[Stored records]
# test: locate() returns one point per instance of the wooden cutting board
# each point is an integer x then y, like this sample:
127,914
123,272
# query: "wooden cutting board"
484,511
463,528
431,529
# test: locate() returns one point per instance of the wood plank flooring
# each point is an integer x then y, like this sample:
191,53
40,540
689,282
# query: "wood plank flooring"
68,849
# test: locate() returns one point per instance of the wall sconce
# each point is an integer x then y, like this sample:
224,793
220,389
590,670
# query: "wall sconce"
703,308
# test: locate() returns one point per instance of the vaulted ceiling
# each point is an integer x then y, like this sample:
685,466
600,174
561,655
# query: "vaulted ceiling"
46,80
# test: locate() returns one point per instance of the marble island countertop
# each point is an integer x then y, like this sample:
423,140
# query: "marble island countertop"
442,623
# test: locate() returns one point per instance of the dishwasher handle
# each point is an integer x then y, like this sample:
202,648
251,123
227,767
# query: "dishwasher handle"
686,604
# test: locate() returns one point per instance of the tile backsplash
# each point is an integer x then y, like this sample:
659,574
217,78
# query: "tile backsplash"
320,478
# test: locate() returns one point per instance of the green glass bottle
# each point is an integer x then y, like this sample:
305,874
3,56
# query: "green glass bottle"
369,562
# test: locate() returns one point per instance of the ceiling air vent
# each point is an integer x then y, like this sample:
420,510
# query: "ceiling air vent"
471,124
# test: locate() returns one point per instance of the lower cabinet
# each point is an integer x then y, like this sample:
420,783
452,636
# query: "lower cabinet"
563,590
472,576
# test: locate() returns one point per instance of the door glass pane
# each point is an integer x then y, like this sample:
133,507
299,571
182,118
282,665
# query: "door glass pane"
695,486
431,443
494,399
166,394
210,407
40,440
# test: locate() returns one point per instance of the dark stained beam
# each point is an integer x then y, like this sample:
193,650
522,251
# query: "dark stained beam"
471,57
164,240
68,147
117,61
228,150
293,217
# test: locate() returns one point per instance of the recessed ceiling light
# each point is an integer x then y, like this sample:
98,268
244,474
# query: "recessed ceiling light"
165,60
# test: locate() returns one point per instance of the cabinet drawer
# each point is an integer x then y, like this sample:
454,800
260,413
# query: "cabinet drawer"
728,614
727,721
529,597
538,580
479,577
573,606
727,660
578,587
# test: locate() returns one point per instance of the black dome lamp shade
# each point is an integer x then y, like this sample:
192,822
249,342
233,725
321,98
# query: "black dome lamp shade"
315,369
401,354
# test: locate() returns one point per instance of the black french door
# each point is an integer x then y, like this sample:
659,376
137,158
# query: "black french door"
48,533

**Task statement**
Put every line of the data above into a Markdown table with the columns Row and Line, numbering the rows in order and skipping blank lines.

**Task answer**
| Row | Line |
|---|---|
| 1 | # test: locate() returns one point per instance of the wooden cutting board |
| 2 | # each point is an integer x then y, like this sample: |
| 3 | 127,914 |
| 4 | 123,272 |
| 5 | # query: "wooden cutting board" |
| 6 | 484,511 |
| 7 | 463,528 |
| 8 | 431,529 |
| 9 | # test: locate() returns one point per instance of the wood plank flooring |
| 10 | # each point is an integer x then y, like this sample: |
| 11 | 191,53 |
| 12 | 40,540 |
| 13 | 689,282 |
| 14 | # query: "wood plank flooring" |
| 15 | 68,849 |
| 16 | # test: locate() returns one point per instance of the wall sconce |
| 17 | # each point is an integer x then y, like this sample: |
| 18 | 224,793 |
| 19 | 220,389 |
| 20 | 590,670 |
| 21 | # query: "wall sconce" |
| 22 | 703,308 |
| 23 | # test: locate() returns one point per instance of the vaulted ceiling |
| 24 | # each point is an integer x then y, like this sample: |
| 25 | 685,466 |
| 26 | 600,174 |
| 27 | 561,655 |
| 28 | # query: "vaulted ceiling" |
| 29 | 46,80 |
| 30 | # test: locate() returns one point per instance of the marble island countertop |
| 31 | # each point is an integer x then y, like this sample: |
| 32 | 423,140 |
| 33 | # query: "marble island countertop" |
| 34 | 442,623 |
| 35 | # test: locate() returns one point per instance of the dishwasher handle |
| 36 | # each point is an integer x then y, like this sample: |
| 37 | 202,648 |
| 38 | 251,123 |
| 39 | 227,767 |
| 40 | # query: "dishwasher handle" |
| 41 | 686,604 |
| 42 | # test: locate() returns one point per instance of the tile backsplash |
| 43 | # each point is an integer x then y, like this sample: |
| 44 | 659,574 |
| 45 | 217,78 |
| 46 | # query: "tile backsplash" |
| 47 | 320,478 |
| 48 | # test: locate() returns one point per instance of the green glass bottle |
| 49 | # each point is an integer x then y, like this sample: |
| 50 | 305,874 |
| 51 | 3,56 |
| 52 | # query: "green glass bottle" |
| 53 | 369,562 |
| 54 | # test: locate() returns one point per instance of the ceiling air vent |
| 55 | # each point is an integer x then y, like this sample: |
| 56 | 420,510 |
| 57 | # query: "ceiling air vent" |
| 58 | 471,124 |
| 59 | # test: locate() returns one point per instance of the lower cabinet |
| 60 | # each point is an integer x then y, like this sample: |
| 61 | 420,783 |
| 62 | 452,636 |
| 63 | # query: "lower cabinet" |
| 64 | 563,590 |
| 65 | 472,576 |
| 66 | # test: locate() returns one point per instance of the door glass pane |
| 67 | # each point is an integer x then y, like this sample: |
| 68 | 133,507 |
| 69 | 299,571 |
| 70 | 182,118 |
| 71 | 282,665 |
| 72 | # query: "door glass pane" |
| 73 | 695,486 |
| 74 | 431,443 |
| 75 | 494,399 |
| 76 | 166,394 |
| 77 | 210,407 |
| 78 | 40,440 |
| 79 | # test: locate() returns one point per instance of the dark stained beam |
| 80 | # each point is an integer x then y, like this sample: |
| 81 | 193,650 |
| 82 | 522,251 |
| 83 | # query: "dark stained beam" |
| 84 | 471,57 |
| 85 | 164,240 |
| 86 | 68,147 |
| 87 | 117,61 |
| 88 | 228,150 |
| 89 | 293,217 |
| 90 | # test: locate() returns one point per instance of the recessed ceiling light |
| 91 | # each point is an integer x then y, like this sample: |
| 92 | 98,268 |
| 93 | 244,474 |
| 94 | # query: "recessed ceiling light" |
| 95 | 165,60 |
| 96 | # test: locate() returns one point per instance of the cabinet drawer |
| 97 | # each point is an integer x then y, like this sample: |
| 98 | 454,800 |
| 99 | 260,413 |
| 100 | # query: "cabinet drawer" |
| 101 | 728,614 |
| 102 | 727,721 |
| 103 | 529,597 |
| 104 | 538,580 |
| 105 | 479,577 |
| 106 | 573,606 |
| 107 | 727,660 |
| 108 | 578,587 |
| 109 | # test: locate() returns one point per instance of the black dome lamp shade |
| 110 | # each point is an integer x then y, like this sample: |
| 111 | 192,822 |
| 112 | 249,342 |
| 113 | 233,725 |
| 114 | 321,98 |
| 115 | # query: "black dome lamp shade" |
| 116 | 315,369 |
| 117 | 401,354 |
| 118 | # test: locate() returns one point per instance of the black french door |
| 119 | # each point is an integer x then y, like this sample: |
| 120 | 659,376 |
| 121 | 137,158 |
| 122 | # query: "black french door" |
| 123 | 48,533 |